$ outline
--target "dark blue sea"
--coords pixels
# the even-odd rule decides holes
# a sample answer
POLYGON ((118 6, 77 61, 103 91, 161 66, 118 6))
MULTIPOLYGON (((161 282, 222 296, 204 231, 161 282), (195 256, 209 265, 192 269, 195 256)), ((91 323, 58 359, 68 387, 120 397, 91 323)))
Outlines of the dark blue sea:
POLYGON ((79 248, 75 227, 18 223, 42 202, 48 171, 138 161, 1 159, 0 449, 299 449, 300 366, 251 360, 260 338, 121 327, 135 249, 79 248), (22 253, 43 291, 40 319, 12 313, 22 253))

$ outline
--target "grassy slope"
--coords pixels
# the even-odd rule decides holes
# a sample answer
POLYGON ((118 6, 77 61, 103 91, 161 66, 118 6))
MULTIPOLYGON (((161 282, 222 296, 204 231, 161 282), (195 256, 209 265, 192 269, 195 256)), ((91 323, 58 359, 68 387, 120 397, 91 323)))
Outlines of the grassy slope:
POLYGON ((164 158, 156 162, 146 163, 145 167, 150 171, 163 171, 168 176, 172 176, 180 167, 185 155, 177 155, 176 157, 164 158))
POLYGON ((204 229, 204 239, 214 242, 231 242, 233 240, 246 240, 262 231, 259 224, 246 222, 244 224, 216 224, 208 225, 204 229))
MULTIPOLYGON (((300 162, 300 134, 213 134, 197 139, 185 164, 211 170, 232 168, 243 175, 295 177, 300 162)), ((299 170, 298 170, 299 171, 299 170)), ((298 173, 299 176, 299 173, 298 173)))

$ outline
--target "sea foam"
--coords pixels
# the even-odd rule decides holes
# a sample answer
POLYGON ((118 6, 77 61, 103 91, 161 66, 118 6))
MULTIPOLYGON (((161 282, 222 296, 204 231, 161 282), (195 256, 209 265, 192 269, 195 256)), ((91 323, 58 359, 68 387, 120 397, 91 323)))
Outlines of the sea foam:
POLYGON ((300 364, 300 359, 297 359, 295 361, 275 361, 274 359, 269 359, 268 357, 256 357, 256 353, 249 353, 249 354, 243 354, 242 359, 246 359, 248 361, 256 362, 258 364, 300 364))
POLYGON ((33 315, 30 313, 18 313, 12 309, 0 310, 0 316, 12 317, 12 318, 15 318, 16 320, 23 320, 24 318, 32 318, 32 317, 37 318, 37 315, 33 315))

:::

**EXERCISE BRIEF:**
Give the complete listing again, exactly as it appears above.

**ANSWER FOR THE TASK:**
$ outline
--target "dark blue sea"
--coords pixels
# the even-odd rule decides holes
# a sample answer
POLYGON ((118 6, 77 61, 103 91, 161 66, 118 6))
MULTIPOLYGON (((161 282, 222 296, 204 231, 161 282), (195 256, 209 265, 192 269, 195 256)), ((91 323, 58 359, 68 387, 120 397, 91 323)))
Outlines of the dark blue sea:
POLYGON ((79 248, 75 227, 18 223, 42 202, 48 171, 138 161, 1 159, 0 449, 299 449, 300 366, 251 360, 260 338, 121 327, 135 249, 79 248), (22 253, 43 291, 40 319, 12 313, 22 253))

$ outline
--target "grassy slope"
--coords pixels
# the even-odd rule decides holes
# a sample answer
POLYGON ((118 6, 77 61, 103 91, 161 66, 118 6))
MULTIPOLYGON (((161 282, 222 296, 204 231, 161 282), (195 256, 209 265, 192 269, 195 256)), ((91 323, 58 359, 68 387, 120 397, 91 323)))
Outlines of the grassy slope:
POLYGON ((164 158, 156 162, 146 163, 145 167, 150 171, 163 171, 168 176, 172 176, 180 167, 185 155, 177 155, 176 157, 164 158))
POLYGON ((204 229, 204 239, 214 242, 231 242, 233 240, 246 240, 262 231, 259 224, 246 222, 244 224, 216 224, 208 225, 204 229))
MULTIPOLYGON (((300 162, 300 134, 213 134, 197 139, 185 164, 211 170, 232 168, 243 175, 295 177, 300 162)), ((299 170, 298 170, 299 171, 299 170)), ((298 173, 299 176, 299 173, 298 173)))

$ outline
--target "sea foam"
--coords pixels
# the even-odd rule decides holes
# a sample answer
POLYGON ((118 6, 77 61, 103 91, 161 66, 118 6))
MULTIPOLYGON (((161 282, 222 296, 204 231, 161 282), (195 256, 209 265, 192 269, 195 256)), ((91 323, 58 359, 68 387, 120 397, 91 323)))
Outlines of the sea foam:
POLYGON ((300 364, 300 359, 297 359, 295 361, 275 361, 274 359, 269 359, 268 357, 256 357, 256 353, 249 353, 249 354, 243 354, 242 359, 246 359, 248 361, 256 362, 258 364, 300 364))
POLYGON ((33 315, 30 313, 18 313, 12 309, 0 310, 0 316, 12 317, 12 318, 15 318, 16 320, 23 320, 24 318, 32 318, 32 317, 37 318, 37 315, 33 315))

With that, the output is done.